— Activity —
Where in the data does the word "desk" appear? Find those lines and copy them.

Segment Open

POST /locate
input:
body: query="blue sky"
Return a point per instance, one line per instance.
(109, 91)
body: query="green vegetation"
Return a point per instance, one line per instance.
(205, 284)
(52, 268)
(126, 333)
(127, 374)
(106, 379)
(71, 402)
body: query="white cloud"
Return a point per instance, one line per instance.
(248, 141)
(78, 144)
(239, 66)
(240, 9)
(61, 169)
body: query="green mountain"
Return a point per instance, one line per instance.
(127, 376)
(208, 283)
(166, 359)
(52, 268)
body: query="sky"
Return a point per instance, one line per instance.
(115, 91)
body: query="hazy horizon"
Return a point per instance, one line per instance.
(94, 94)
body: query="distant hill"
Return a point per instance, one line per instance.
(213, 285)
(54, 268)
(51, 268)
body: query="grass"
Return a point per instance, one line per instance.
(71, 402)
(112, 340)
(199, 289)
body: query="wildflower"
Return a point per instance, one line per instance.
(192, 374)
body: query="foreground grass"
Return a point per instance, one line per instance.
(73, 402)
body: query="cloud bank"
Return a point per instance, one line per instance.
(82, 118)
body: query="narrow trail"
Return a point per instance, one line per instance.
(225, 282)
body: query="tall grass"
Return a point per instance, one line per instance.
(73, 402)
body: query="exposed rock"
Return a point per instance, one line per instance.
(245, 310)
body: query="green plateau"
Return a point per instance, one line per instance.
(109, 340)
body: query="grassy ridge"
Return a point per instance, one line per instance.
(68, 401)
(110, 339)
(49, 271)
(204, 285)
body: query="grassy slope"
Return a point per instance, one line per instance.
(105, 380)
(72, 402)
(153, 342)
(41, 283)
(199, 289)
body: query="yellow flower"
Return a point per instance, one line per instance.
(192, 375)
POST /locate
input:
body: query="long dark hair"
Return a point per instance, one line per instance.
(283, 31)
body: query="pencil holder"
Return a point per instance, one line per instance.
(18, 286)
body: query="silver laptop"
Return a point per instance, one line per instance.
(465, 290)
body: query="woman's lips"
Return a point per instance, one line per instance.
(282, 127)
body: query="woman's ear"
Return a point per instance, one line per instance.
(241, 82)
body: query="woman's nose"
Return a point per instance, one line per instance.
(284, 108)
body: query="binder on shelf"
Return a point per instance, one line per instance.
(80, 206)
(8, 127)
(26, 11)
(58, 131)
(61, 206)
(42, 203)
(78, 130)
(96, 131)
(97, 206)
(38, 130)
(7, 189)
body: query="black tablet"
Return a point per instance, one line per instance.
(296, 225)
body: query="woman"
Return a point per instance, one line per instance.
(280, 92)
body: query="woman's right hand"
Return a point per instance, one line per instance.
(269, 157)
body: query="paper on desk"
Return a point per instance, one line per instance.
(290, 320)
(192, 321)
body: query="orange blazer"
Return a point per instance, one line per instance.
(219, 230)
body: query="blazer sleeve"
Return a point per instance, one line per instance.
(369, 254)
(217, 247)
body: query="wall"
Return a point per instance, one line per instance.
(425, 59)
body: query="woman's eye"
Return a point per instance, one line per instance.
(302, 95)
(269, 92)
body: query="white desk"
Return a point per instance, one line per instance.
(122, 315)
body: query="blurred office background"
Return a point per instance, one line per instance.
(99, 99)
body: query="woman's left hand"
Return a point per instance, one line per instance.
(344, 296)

Segment Closed

— Exercise solution —
body: query="paper on desk"
body: query="white desk"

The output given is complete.